[start DATA SUPPLIED]
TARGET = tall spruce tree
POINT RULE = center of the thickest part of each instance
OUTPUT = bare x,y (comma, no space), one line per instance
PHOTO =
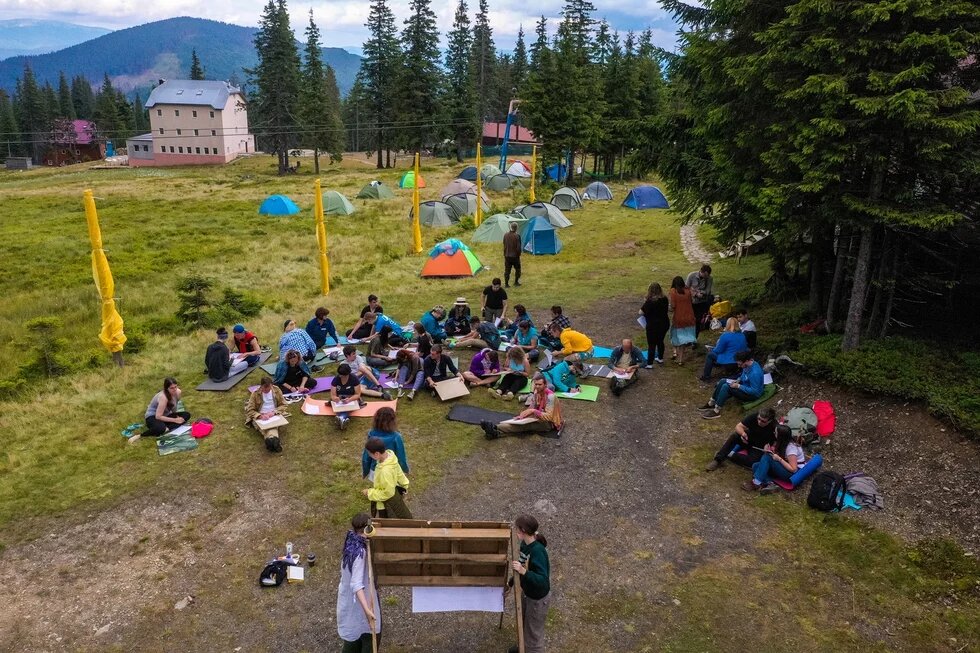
459,100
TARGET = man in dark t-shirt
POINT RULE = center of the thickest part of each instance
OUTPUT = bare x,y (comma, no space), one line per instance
753,433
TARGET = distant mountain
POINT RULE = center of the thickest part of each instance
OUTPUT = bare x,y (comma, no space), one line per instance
137,57
26,36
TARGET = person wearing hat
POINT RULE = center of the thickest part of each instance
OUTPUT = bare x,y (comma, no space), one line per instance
458,322
432,321
298,339
247,344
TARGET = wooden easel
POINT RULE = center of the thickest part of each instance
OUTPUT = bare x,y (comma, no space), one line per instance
413,552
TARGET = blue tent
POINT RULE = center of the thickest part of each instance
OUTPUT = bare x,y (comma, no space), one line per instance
646,197
278,205
540,237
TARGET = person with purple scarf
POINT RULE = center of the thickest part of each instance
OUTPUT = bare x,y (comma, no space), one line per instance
357,618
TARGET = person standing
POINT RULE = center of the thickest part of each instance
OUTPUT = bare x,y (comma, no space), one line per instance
534,568
512,255
358,616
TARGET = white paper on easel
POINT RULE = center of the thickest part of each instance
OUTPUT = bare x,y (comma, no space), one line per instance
[end DATA SUPPLIED]
__WORK TO BE COMPLETED__.
Repeat the lines of the listing above verbatim, from the line holding "TARGET = wooden easel" through the end of the listing, inclusive.

__OUTPUT FOR THIS EXERCISE__.
TARGET = wooden easel
POINT RULE = center of the thickest part of each instance
OUTPUT = bare x,y (comma, no space), one line per instance
413,552
TARGET = blue tent
POINT RULE = center of the thickest part of each instance
OUTPUT = bare x,y (comma, no space), one line per instance
646,197
278,205
540,237
TARGET = person with purple scarf
POINT RULE = center of the thickest part of each instance
OUTPUT = bare x,y (comma, no space), one line per instance
357,618
TARGET = person standing
POINT RULE = center of the thickest part of each instance
OUTPUT = bare x,y (comma, no space), one line per instance
534,568
512,255
358,616
TARGET = white paper on easel
POINT RULE = center of the thickest part of each instance
OUTPUT = bare x,y (comma, no space), one line per instance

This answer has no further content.